Below are records; count the lines among them that include the string "instance", and state only the number.
#### Dataset
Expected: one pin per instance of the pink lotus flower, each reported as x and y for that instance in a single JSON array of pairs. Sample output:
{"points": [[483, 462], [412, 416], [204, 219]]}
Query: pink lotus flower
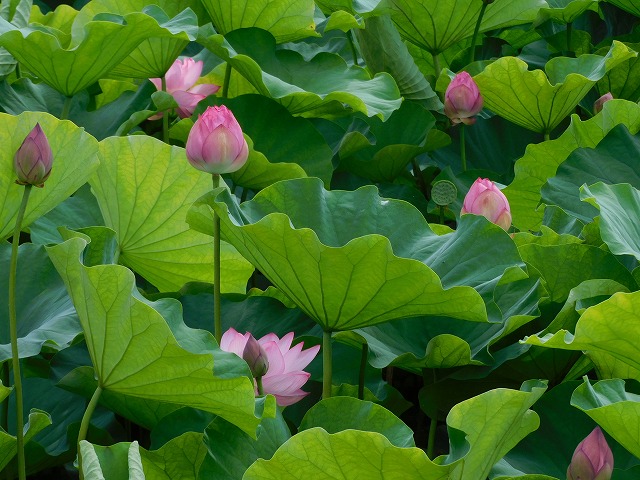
{"points": [[33, 159], [592, 459], [284, 376], [462, 100], [215, 143], [181, 79], [598, 104], [486, 199]]}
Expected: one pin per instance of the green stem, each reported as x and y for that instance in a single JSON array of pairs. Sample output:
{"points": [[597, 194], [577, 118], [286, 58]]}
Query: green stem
{"points": [[66, 108], [463, 150], [13, 330], [84, 425], [472, 55], [227, 78], [165, 115], [363, 367], [327, 366], [217, 317], [354, 53]]}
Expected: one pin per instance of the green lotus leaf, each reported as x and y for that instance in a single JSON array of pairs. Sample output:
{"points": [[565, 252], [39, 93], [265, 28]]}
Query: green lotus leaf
{"points": [[144, 188], [614, 409], [325, 85], [71, 63], [609, 327], [493, 423], [286, 20], [74, 160], [343, 413], [435, 26], [540, 162], [348, 455], [343, 275], [133, 350], [154, 55], [533, 101], [619, 207]]}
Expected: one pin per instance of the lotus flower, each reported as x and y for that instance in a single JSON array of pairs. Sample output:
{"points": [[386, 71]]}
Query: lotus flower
{"points": [[285, 375], [181, 78], [592, 459], [598, 104], [486, 199], [33, 159], [462, 100], [215, 143]]}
########
*Task output*.
4